Enunciado do problema. No texto sobre a reforma da Previdência, reescreva o trecho que se inicia com as palavras "Observe-se que o" e se encerra com "parlamentar-judiciário-midiático de 2016.", substituindo "neoliberalismo" por "liberalismo".

2019 – “O Congresso promulgou nesta terça-feira (12) a Emenda Constitucional nº 103 ..., que altera o sistema de Previdência Social e estabelece regras de transição e disposições transitórias. Apresentada pelo governo em fevereiro, a Proposta de Emenda à Constituição (PEC) 6/2019 tramitou por seis meses na Câmara e quase três no Senado. O objetivo da medida, segundo o Executivo, é reduzir o déficit nas contas da Previdência Social. A estimativa de economia é de cerca de R$ 800 bilhões em 10 anos.”[8]

Observe-se que o objetivo da “reforma” (“economia” de 800 bilhões de Reais) exprime a essência das ações (e omissões) representativas do extremo grau de neoliberalismo das medidas econômicas posteriores ao Golpe parlamentar-judiciário-midiático de 2016.

O autor deste pequeno artigo espera que o imenso rol de temas, portadores de inúmeras questões a serem debatidas, contribua para apreciações com vistas ao aperfeiçoamento da Previdência Social, em particular, e do Sistema de Seguridade Social Brasileiro, em geral.

Agradecimento: o autor desta série de artigos agradece as valiosas observações feitas pelos Professores João Carvalho, Maria Isabel Pedrosa e Eneida Ende à versão preliminar a eles apresentadas, mas, é claro, isenta os três por falhas remanescentes na versão final, da responsabilidade exclusiva do autor.

Ivo V. Pedrosa - //:ivopedrosa.academia.edu - 20/03/2023.



[1] Vem sendo publicada no blog https://brasilcomdemocracia.blogspot.com, uma série de artigos, especialmente dedicados aos 11 "direitos sociais" mencionados no artigo 6º da Constituição Federal; os dois artigos iniciais abordam a conjuntura política e de atuação do Estado brasileiro, nos anos de 2022-23, e mecanismos de participação de inúmeros segmentos da sociedade em conselhos destinados à formulação, acompanhamento da execução e avaliação de políticas públicas, já experimentados no país. Este artigo, relativo à Previdência Social, é dedicado ao oitavo direito abordado nesta série.

Dados fornecidos.
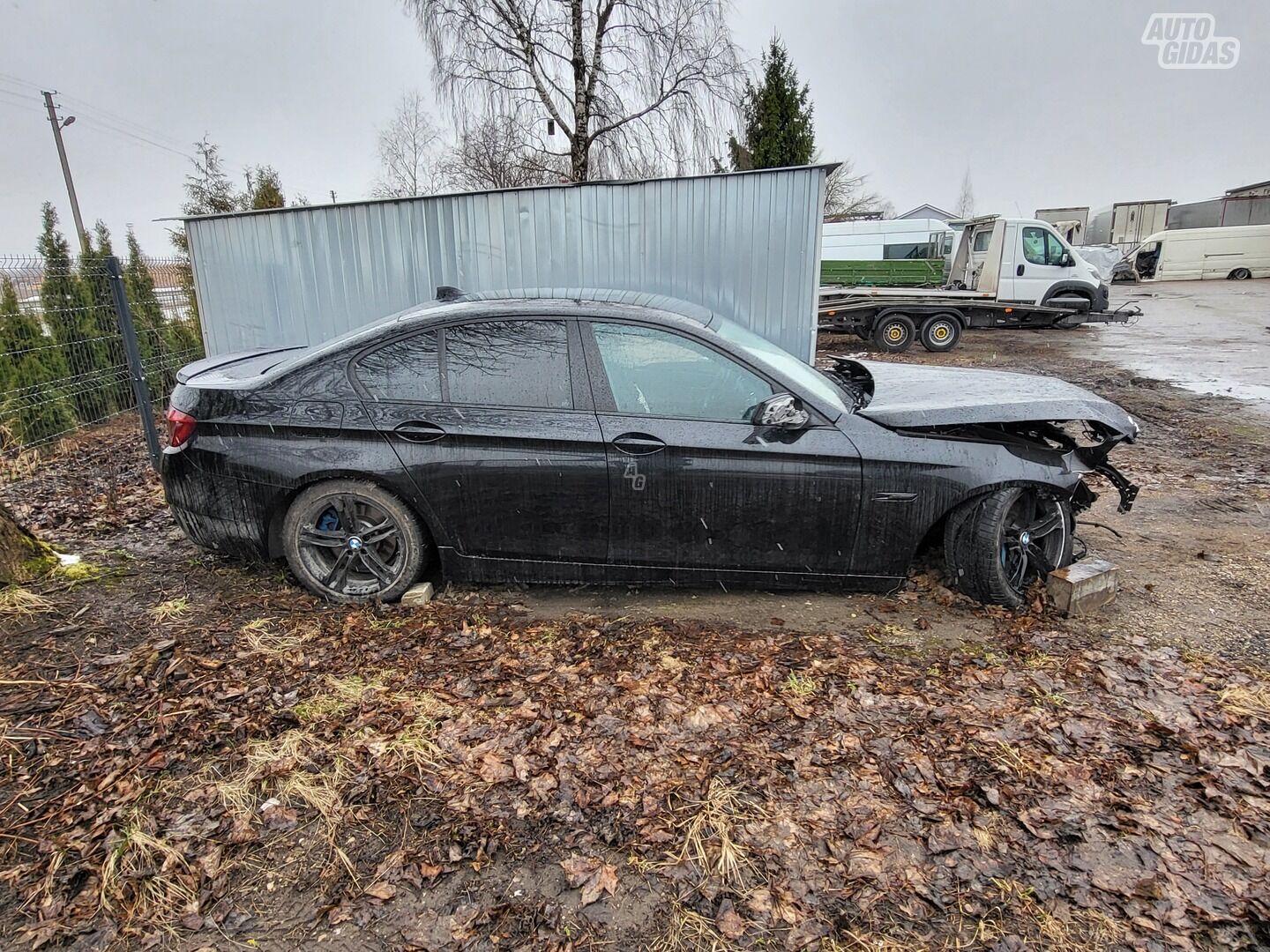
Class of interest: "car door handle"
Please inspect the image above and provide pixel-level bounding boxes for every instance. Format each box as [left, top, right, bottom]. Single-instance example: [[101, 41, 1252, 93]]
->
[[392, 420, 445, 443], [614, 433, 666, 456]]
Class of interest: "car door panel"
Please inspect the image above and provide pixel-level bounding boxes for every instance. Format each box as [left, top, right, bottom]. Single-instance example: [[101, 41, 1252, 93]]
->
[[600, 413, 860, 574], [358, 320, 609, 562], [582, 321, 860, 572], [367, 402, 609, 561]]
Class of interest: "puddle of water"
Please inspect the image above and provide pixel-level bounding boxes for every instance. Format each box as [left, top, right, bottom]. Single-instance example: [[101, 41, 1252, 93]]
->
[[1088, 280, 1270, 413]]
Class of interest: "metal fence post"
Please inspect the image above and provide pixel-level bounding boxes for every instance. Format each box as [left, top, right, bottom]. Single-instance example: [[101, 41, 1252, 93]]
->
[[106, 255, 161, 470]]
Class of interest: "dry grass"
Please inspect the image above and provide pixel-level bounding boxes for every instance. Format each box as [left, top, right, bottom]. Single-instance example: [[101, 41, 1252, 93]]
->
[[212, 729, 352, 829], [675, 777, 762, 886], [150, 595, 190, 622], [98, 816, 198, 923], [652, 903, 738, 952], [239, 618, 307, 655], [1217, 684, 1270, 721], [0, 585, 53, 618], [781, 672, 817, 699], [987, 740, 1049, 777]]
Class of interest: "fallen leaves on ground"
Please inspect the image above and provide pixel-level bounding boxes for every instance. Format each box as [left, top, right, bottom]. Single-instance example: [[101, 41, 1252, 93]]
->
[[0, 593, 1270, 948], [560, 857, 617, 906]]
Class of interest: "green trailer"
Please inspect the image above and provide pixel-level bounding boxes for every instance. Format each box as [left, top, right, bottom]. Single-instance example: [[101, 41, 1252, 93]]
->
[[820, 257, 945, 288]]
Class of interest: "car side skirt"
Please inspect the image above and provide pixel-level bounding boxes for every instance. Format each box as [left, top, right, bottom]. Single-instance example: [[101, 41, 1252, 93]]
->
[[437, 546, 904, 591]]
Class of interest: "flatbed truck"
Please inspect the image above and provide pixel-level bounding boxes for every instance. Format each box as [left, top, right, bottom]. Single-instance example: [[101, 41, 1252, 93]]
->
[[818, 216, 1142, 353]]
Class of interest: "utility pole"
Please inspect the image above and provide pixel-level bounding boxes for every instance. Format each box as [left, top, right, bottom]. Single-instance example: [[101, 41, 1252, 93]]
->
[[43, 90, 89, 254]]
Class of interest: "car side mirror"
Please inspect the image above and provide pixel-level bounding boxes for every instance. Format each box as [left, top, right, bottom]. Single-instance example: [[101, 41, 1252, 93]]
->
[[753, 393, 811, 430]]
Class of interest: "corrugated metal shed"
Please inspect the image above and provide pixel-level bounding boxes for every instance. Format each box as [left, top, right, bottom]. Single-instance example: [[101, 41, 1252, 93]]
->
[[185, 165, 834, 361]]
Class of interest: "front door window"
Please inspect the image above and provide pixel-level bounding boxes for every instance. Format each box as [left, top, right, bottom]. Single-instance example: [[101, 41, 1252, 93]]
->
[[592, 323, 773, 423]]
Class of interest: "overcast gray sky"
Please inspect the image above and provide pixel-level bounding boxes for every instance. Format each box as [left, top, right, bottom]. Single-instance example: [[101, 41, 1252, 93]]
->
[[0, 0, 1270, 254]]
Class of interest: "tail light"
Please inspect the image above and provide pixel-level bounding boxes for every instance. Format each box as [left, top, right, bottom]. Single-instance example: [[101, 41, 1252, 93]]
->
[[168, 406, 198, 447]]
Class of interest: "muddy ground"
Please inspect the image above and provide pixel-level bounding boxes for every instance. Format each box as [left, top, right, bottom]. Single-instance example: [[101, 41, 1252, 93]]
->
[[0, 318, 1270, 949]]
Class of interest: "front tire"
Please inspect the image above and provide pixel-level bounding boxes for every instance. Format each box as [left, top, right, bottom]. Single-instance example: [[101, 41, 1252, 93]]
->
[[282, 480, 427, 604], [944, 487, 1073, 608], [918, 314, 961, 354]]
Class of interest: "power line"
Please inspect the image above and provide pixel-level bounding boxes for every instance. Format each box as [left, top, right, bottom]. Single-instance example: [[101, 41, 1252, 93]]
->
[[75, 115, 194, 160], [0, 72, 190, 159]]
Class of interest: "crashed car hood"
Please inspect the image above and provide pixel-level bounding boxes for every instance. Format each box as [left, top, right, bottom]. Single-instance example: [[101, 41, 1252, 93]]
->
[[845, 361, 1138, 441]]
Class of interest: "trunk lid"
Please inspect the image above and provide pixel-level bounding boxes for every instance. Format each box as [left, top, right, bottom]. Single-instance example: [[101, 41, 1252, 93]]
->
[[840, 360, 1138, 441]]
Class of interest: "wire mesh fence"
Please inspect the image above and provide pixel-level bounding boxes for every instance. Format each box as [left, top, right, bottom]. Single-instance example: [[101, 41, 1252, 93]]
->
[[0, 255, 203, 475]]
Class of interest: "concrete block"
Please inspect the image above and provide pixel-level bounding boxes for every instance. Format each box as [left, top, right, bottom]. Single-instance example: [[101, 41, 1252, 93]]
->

Resposta do exercício.
Observe-se que o objetivo da “reforma” (“economia” de 800 bilhões de Reais) exprime a essência das ações (e omissões) representativas do extremo grau de liberalismo das medidas econômicas posteriores ao Golpe parlamentar-judiciário-midiático de 2016.